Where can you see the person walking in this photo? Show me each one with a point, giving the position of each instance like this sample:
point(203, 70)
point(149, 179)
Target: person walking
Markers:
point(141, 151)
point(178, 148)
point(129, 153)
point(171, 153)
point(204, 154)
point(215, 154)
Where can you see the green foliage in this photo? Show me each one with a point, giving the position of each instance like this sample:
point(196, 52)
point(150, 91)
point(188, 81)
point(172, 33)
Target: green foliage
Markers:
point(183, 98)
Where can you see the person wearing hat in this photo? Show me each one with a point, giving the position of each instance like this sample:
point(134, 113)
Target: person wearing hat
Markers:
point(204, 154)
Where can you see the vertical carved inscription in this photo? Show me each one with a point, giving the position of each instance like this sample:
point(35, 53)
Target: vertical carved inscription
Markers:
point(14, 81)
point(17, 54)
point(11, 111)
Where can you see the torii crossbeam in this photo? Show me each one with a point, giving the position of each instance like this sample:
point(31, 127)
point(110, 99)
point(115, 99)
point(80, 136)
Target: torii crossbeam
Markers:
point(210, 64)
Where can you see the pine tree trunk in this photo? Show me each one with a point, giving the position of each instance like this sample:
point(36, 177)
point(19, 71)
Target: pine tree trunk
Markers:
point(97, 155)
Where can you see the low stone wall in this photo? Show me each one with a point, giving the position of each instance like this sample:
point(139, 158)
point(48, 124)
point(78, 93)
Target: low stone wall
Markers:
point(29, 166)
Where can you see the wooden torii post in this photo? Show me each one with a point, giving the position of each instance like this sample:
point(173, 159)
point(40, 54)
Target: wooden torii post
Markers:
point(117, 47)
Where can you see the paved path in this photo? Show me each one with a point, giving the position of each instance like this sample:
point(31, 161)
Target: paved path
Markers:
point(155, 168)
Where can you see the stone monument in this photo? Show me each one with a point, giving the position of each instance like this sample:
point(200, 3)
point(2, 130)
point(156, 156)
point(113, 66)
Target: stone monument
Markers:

===============

Task to complete >>
Copy the listing again, starting with the line with "Where can you see the torii" and going on through the line with "point(210, 64)". Move every answer coordinate by -10, and keep the sample points in the requests unchanged.

Written answer >>
Where can you see the torii crossbeam in this photo? Show me each one with a point, giving the position of each instance like this sample:
point(31, 127)
point(110, 99)
point(115, 99)
point(80, 136)
Target: torii crossbeam
Markers:
point(200, 54)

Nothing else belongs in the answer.